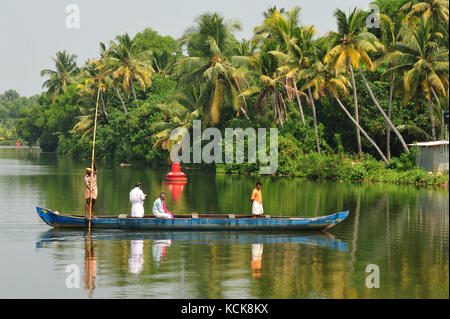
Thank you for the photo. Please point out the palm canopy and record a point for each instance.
(280, 27)
(217, 76)
(352, 42)
(210, 35)
(422, 63)
(271, 85)
(64, 74)
(175, 116)
(323, 80)
(434, 10)
(127, 64)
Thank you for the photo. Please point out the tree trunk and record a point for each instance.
(388, 128)
(134, 92)
(383, 113)
(362, 131)
(430, 110)
(103, 105)
(355, 102)
(299, 102)
(313, 106)
(121, 100)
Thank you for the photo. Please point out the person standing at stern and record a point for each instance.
(90, 188)
(137, 198)
(256, 200)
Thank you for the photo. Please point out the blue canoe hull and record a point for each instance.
(202, 222)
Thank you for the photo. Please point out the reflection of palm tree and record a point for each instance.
(355, 231)
(136, 260)
(159, 249)
(257, 250)
(90, 265)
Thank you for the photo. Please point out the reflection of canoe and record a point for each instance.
(194, 222)
(314, 239)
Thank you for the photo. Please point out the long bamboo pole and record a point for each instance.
(92, 161)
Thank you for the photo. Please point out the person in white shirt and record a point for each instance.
(159, 207)
(137, 198)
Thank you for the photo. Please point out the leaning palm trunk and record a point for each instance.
(355, 102)
(134, 92)
(362, 131)
(299, 102)
(313, 106)
(121, 100)
(104, 106)
(383, 113)
(388, 128)
(430, 110)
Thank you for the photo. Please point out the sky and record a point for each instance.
(31, 32)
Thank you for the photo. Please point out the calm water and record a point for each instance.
(401, 229)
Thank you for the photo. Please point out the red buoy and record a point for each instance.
(176, 174)
(176, 188)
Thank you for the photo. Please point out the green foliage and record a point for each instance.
(149, 87)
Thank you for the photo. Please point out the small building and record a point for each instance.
(433, 156)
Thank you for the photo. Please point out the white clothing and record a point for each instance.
(137, 198)
(158, 210)
(257, 208)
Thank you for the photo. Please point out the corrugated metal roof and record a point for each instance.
(433, 143)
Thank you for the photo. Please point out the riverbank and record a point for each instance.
(342, 167)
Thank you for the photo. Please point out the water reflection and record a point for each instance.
(257, 250)
(159, 250)
(90, 265)
(136, 260)
(402, 229)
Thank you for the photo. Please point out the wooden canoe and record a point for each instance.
(194, 222)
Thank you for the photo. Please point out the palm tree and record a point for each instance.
(127, 65)
(162, 62)
(423, 64)
(64, 74)
(434, 10)
(272, 83)
(294, 41)
(210, 39)
(175, 116)
(105, 54)
(391, 35)
(95, 79)
(350, 46)
(299, 52)
(325, 80)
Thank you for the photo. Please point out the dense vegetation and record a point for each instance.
(346, 103)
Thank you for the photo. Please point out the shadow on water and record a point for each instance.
(137, 244)
(309, 238)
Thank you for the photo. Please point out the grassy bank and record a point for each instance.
(342, 167)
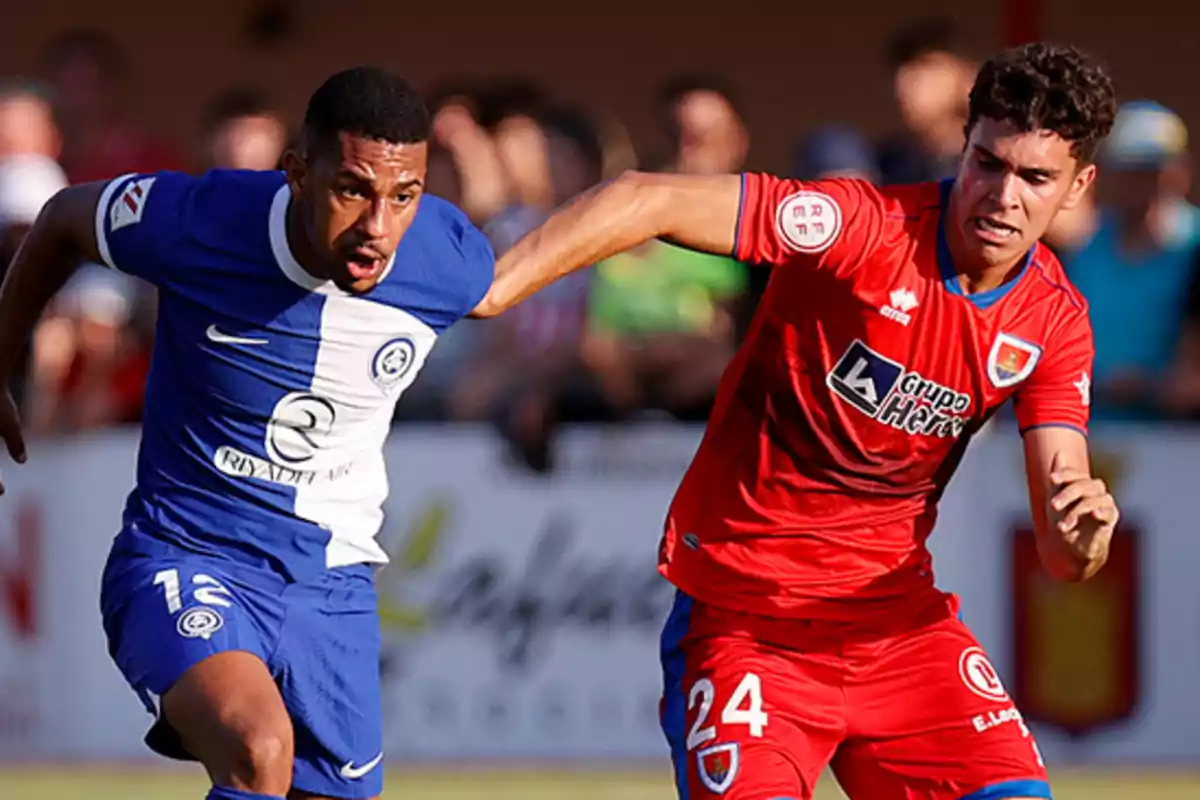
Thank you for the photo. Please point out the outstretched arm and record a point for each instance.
(700, 212)
(61, 238)
(1074, 515)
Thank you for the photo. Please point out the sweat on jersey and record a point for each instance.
(865, 372)
(270, 392)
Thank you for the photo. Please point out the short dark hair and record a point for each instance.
(367, 102)
(1047, 86)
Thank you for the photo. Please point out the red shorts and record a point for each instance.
(756, 708)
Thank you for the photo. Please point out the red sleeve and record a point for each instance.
(1060, 390)
(827, 224)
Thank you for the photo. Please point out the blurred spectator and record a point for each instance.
(834, 151)
(27, 182)
(89, 362)
(663, 320)
(1137, 266)
(931, 79)
(465, 167)
(27, 122)
(703, 125)
(510, 114)
(87, 71)
(243, 131)
(527, 362)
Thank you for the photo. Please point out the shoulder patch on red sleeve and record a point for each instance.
(808, 222)
(1012, 360)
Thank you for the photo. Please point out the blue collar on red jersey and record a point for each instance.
(946, 263)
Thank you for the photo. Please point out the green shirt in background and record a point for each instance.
(661, 288)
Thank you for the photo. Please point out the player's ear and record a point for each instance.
(295, 168)
(1079, 186)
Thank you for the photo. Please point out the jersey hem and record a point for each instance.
(867, 611)
(1054, 425)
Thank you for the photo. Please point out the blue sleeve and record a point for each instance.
(479, 260)
(141, 221)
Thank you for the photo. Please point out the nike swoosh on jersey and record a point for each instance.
(353, 773)
(215, 335)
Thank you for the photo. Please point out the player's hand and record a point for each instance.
(1087, 513)
(10, 428)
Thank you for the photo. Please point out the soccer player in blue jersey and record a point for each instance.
(295, 307)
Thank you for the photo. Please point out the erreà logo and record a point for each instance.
(906, 401)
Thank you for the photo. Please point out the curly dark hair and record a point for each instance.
(1047, 86)
(369, 102)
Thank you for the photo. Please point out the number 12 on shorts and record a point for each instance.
(744, 707)
(210, 591)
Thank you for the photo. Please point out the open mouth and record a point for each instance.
(994, 230)
(365, 264)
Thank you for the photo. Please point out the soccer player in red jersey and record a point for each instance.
(808, 630)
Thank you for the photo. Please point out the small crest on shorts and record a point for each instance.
(981, 677)
(718, 765)
(199, 623)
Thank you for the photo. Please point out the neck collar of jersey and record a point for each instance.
(951, 275)
(287, 260)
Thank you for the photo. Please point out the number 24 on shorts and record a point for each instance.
(744, 707)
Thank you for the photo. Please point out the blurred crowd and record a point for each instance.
(646, 334)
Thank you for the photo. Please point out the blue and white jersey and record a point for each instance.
(270, 391)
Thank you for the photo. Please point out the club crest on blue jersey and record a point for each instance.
(1011, 360)
(199, 623)
(718, 765)
(885, 390)
(393, 361)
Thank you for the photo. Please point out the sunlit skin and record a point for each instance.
(351, 205)
(1009, 186)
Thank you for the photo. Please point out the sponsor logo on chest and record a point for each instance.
(887, 391)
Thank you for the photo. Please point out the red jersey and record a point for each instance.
(864, 373)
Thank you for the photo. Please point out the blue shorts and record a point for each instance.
(166, 609)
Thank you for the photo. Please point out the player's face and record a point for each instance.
(360, 200)
(1009, 187)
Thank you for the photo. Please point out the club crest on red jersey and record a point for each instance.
(1011, 360)
(718, 765)
(808, 222)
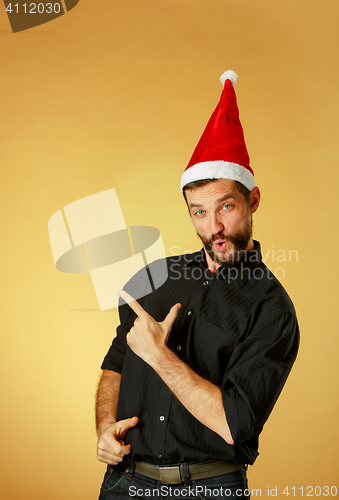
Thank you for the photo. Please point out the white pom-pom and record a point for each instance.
(229, 75)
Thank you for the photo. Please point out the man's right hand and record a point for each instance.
(111, 447)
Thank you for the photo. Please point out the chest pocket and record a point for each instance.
(212, 348)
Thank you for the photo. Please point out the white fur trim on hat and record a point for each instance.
(229, 75)
(218, 170)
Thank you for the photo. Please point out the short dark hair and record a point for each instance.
(196, 184)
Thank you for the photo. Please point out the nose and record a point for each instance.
(216, 224)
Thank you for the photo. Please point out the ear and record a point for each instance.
(255, 199)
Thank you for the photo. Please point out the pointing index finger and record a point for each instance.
(139, 311)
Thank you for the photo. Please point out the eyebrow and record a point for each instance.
(220, 200)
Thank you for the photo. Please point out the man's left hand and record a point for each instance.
(147, 338)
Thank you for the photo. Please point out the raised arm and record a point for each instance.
(111, 447)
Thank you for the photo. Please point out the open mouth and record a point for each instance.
(220, 245)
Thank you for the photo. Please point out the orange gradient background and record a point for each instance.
(116, 94)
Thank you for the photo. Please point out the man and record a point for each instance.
(198, 364)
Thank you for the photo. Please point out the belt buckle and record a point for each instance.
(170, 475)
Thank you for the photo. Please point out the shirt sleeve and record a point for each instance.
(257, 372)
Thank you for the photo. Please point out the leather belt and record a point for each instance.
(173, 474)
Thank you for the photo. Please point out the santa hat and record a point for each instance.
(221, 152)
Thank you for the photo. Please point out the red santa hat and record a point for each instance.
(221, 152)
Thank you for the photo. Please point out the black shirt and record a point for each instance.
(236, 328)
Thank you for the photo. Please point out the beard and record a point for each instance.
(238, 240)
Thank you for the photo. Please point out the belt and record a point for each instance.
(174, 474)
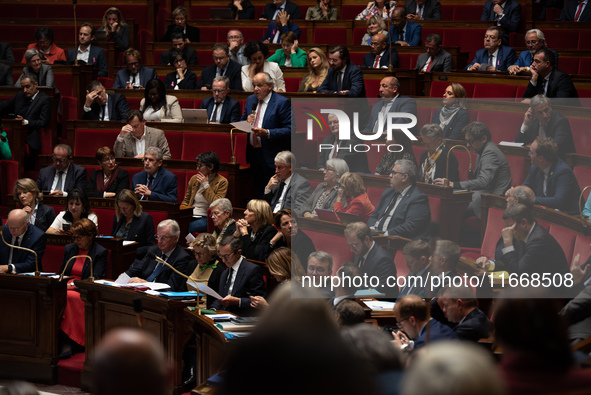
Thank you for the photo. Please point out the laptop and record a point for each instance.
(195, 115)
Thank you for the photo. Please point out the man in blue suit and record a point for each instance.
(269, 113)
(343, 76)
(89, 53)
(155, 183)
(403, 209)
(551, 179)
(227, 110)
(222, 66)
(495, 55)
(134, 76)
(403, 32)
(19, 231)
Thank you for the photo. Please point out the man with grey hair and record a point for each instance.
(155, 183)
(286, 189)
(269, 113)
(541, 120)
(147, 269)
(403, 209)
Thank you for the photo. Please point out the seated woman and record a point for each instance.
(204, 187)
(78, 208)
(279, 26)
(221, 216)
(317, 70)
(27, 194)
(325, 194)
(208, 267)
(256, 229)
(453, 116)
(375, 25)
(110, 179)
(44, 72)
(289, 55)
(433, 163)
(157, 106)
(181, 78)
(256, 52)
(353, 193)
(116, 29)
(130, 222)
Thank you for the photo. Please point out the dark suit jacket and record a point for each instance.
(123, 75)
(562, 189)
(99, 261)
(116, 104)
(278, 121)
(120, 183)
(232, 72)
(412, 36)
(97, 58)
(291, 8)
(505, 58)
(558, 128)
(164, 186)
(560, 86)
(230, 109)
(299, 189)
(248, 282)
(352, 81)
(24, 261)
(381, 265)
(431, 9)
(453, 130)
(38, 114)
(76, 178)
(412, 216)
(370, 58)
(442, 62)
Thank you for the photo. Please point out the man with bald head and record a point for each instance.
(18, 231)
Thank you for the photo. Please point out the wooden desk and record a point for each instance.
(32, 309)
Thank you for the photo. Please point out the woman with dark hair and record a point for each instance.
(157, 106)
(181, 78)
(204, 187)
(78, 207)
(242, 9)
(110, 179)
(256, 52)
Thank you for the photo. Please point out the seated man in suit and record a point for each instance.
(551, 179)
(88, 53)
(20, 232)
(155, 183)
(380, 53)
(495, 56)
(372, 259)
(436, 58)
(227, 110)
(134, 75)
(241, 280)
(547, 80)
(287, 190)
(146, 269)
(343, 76)
(99, 106)
(222, 66)
(136, 137)
(541, 120)
(403, 209)
(64, 175)
(403, 32)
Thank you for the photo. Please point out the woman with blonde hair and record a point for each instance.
(317, 70)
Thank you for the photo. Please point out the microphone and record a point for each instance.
(90, 278)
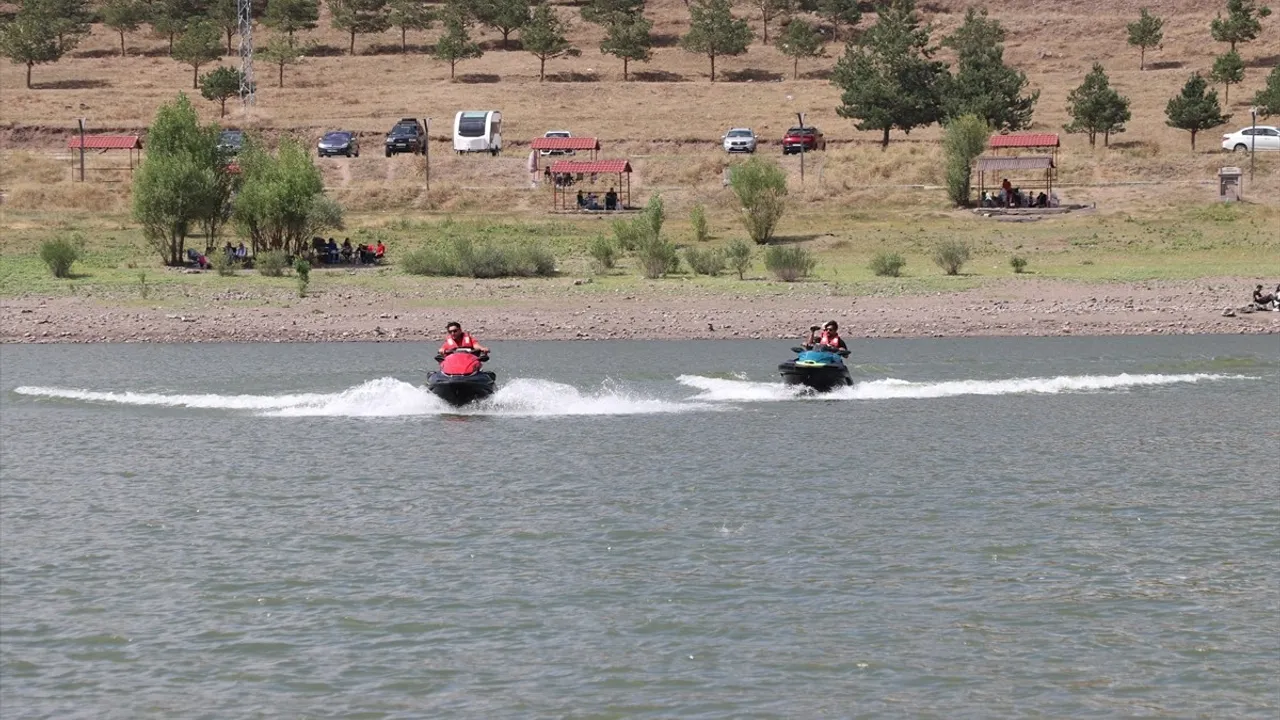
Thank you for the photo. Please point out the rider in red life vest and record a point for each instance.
(830, 336)
(457, 338)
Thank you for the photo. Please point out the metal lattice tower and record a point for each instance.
(245, 12)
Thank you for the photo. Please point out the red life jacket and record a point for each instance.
(449, 345)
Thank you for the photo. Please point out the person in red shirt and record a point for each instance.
(456, 338)
(830, 336)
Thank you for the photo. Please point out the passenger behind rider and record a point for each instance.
(456, 338)
(830, 336)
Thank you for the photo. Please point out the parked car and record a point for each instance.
(803, 140)
(231, 141)
(739, 140)
(406, 136)
(338, 142)
(557, 133)
(1261, 137)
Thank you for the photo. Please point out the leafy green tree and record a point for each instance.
(1269, 98)
(800, 40)
(544, 37)
(839, 13)
(629, 37)
(1096, 106)
(887, 77)
(30, 40)
(760, 187)
(502, 16)
(292, 16)
(1242, 22)
(984, 85)
(199, 46)
(364, 17)
(771, 9)
(1147, 31)
(456, 44)
(963, 140)
(716, 32)
(182, 182)
(410, 14)
(1194, 108)
(124, 16)
(1228, 69)
(606, 12)
(282, 51)
(220, 86)
(280, 199)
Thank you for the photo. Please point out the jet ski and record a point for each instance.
(821, 369)
(460, 378)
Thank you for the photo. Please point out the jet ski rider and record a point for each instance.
(830, 336)
(456, 340)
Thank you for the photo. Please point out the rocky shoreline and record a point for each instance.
(1002, 308)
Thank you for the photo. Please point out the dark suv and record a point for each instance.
(407, 136)
(803, 140)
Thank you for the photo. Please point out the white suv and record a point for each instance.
(1261, 137)
(740, 140)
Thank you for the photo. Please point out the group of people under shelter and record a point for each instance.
(1010, 196)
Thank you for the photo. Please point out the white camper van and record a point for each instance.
(478, 131)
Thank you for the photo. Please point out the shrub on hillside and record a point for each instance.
(704, 261)
(951, 255)
(789, 263)
(887, 264)
(60, 254)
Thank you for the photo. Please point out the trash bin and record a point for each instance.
(1229, 181)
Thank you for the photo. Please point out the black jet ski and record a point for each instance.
(821, 369)
(460, 378)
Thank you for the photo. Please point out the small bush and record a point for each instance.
(789, 263)
(887, 264)
(739, 256)
(704, 261)
(951, 255)
(272, 263)
(304, 270)
(604, 253)
(60, 255)
(657, 258)
(698, 219)
(223, 263)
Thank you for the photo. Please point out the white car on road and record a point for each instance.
(1260, 137)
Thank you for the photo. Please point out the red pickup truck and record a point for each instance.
(803, 140)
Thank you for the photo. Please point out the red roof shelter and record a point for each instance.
(585, 173)
(567, 144)
(104, 142)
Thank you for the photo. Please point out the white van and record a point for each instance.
(478, 131)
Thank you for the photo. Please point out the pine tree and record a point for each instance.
(199, 46)
(544, 37)
(800, 40)
(1147, 31)
(984, 86)
(1228, 69)
(1242, 22)
(455, 44)
(627, 37)
(886, 77)
(714, 31)
(361, 17)
(1096, 106)
(1194, 108)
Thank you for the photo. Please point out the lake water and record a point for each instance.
(978, 528)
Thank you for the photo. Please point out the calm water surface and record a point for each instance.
(978, 528)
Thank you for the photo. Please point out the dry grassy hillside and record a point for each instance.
(667, 118)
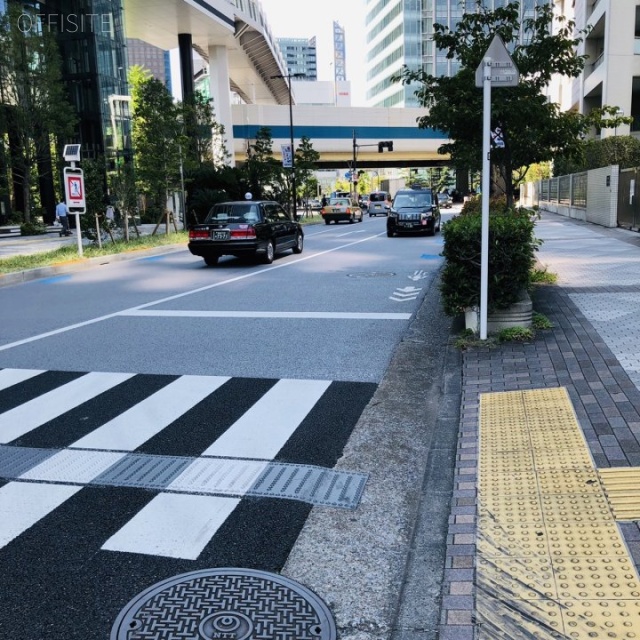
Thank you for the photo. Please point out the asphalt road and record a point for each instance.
(165, 360)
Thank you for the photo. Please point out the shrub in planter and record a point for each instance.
(512, 247)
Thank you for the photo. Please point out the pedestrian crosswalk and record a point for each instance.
(199, 444)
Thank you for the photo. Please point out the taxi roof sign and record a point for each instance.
(504, 72)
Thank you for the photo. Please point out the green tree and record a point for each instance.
(35, 115)
(157, 139)
(262, 172)
(122, 187)
(534, 130)
(206, 137)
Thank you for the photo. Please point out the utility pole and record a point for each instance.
(354, 174)
(293, 150)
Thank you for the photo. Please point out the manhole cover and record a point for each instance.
(372, 274)
(239, 604)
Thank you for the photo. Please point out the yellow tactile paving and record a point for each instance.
(551, 562)
(622, 486)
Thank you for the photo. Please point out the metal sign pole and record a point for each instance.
(486, 186)
(77, 217)
(497, 67)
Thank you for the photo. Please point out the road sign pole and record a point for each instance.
(77, 217)
(486, 187)
(496, 67)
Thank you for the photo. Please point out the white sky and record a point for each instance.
(308, 18)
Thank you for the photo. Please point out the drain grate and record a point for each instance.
(371, 274)
(238, 604)
(201, 476)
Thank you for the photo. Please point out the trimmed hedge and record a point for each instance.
(512, 247)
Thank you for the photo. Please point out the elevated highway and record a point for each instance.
(331, 131)
(235, 39)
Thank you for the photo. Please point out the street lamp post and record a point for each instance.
(293, 151)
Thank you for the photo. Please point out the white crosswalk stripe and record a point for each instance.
(30, 415)
(260, 433)
(172, 524)
(11, 377)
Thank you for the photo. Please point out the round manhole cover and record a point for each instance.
(238, 604)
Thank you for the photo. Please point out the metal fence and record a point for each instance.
(567, 190)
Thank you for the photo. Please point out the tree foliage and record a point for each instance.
(621, 150)
(36, 118)
(534, 130)
(157, 138)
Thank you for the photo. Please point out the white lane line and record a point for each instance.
(135, 426)
(181, 526)
(9, 377)
(307, 315)
(22, 504)
(115, 314)
(124, 433)
(173, 526)
(30, 415)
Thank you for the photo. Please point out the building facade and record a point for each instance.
(400, 34)
(339, 53)
(155, 59)
(300, 56)
(612, 71)
(90, 38)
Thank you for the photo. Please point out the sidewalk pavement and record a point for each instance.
(593, 351)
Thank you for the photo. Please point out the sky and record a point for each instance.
(308, 18)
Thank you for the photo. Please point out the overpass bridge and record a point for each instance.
(233, 36)
(331, 132)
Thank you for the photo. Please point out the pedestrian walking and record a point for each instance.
(62, 216)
- - -
■ Task item
Restate exactly each line of the data from the one bearing "Thank you for the photo. Please point out the street" to the end, and add nothing.

■ Reply
Thank you for the photo. Please point out the street lamp post and record a point for each instance.
(293, 151)
Thank you for the photo. Please point out the white crosswalk stripe and record a point for each instance.
(30, 415)
(260, 433)
(172, 524)
(11, 377)
Thank you for the photo. Please point out the round manhole cover and record a point for each instance.
(238, 604)
Thank you for the photo. Please point out the metal fence and record a point for each instance.
(567, 190)
Thank you for the photo. Please point out the tree foliage and record a point for each instance.
(621, 150)
(36, 118)
(534, 130)
(157, 138)
Thank you for the photo. Please point out the white lane line and record a point for each instance.
(135, 426)
(181, 526)
(9, 377)
(307, 315)
(22, 504)
(115, 314)
(124, 433)
(173, 526)
(30, 415)
Thank you for the photo. Please point out the building facade and record a point for each instance.
(400, 34)
(339, 53)
(155, 59)
(300, 56)
(612, 71)
(90, 38)
Thank you for the photo. Please point out the sidewalk pavement and record a point for each instance.
(593, 351)
Thank you for the photo. Please point out the sky and record a point for each instance.
(308, 18)
Thank you for the photo. Please point out the overpass bridge and record a point for each instance.
(233, 36)
(331, 132)
Thank you for the photo. Please point out the pedestrian walking and record a point for each instance.
(62, 216)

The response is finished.